[Coordinate annotation records]

______________________________

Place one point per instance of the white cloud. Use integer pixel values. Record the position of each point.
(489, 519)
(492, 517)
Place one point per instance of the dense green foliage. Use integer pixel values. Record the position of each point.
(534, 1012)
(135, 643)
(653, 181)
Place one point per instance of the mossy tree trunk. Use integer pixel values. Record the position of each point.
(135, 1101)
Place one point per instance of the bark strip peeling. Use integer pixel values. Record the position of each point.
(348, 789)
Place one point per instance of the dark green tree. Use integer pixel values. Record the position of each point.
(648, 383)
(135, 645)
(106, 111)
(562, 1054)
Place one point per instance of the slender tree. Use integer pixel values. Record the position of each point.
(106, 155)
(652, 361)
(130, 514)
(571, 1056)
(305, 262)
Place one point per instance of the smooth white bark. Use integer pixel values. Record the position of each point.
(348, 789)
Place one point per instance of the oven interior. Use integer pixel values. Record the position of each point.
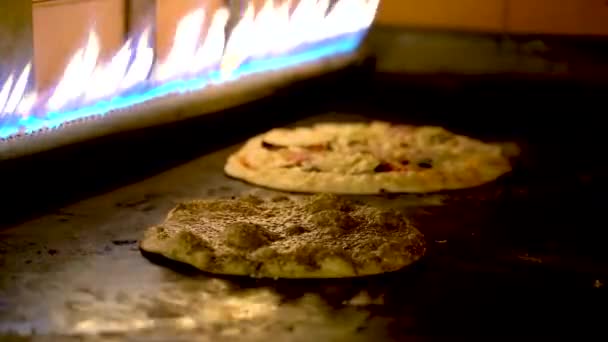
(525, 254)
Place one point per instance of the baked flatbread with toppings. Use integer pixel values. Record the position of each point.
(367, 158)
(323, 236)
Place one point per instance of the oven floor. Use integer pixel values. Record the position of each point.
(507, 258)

______________________________

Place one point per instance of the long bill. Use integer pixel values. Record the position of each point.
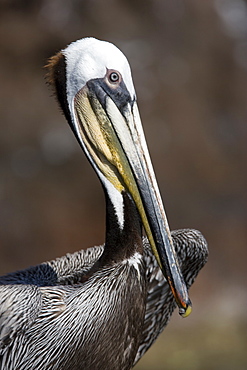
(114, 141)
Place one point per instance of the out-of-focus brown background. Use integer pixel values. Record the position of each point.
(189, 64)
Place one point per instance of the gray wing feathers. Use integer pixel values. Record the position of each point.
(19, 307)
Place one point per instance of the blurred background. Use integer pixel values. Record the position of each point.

______________________________

Return verbatim the stretch of material from the line containing "Place one point per instance of the white" through the line containing "(135, 1101)".

Place one point per instance of the white cloud. Use integer pixel values. Record the position of each point.
(489, 519)
(492, 517)
Place one point per instance of the dense green foliage. Use integer pixel values. Record the position of each point.
(534, 1012)
(135, 643)
(653, 181)
Place one point per instance of the mossy tree trunk. Use integer pixel values. Record the position of each point.
(135, 1101)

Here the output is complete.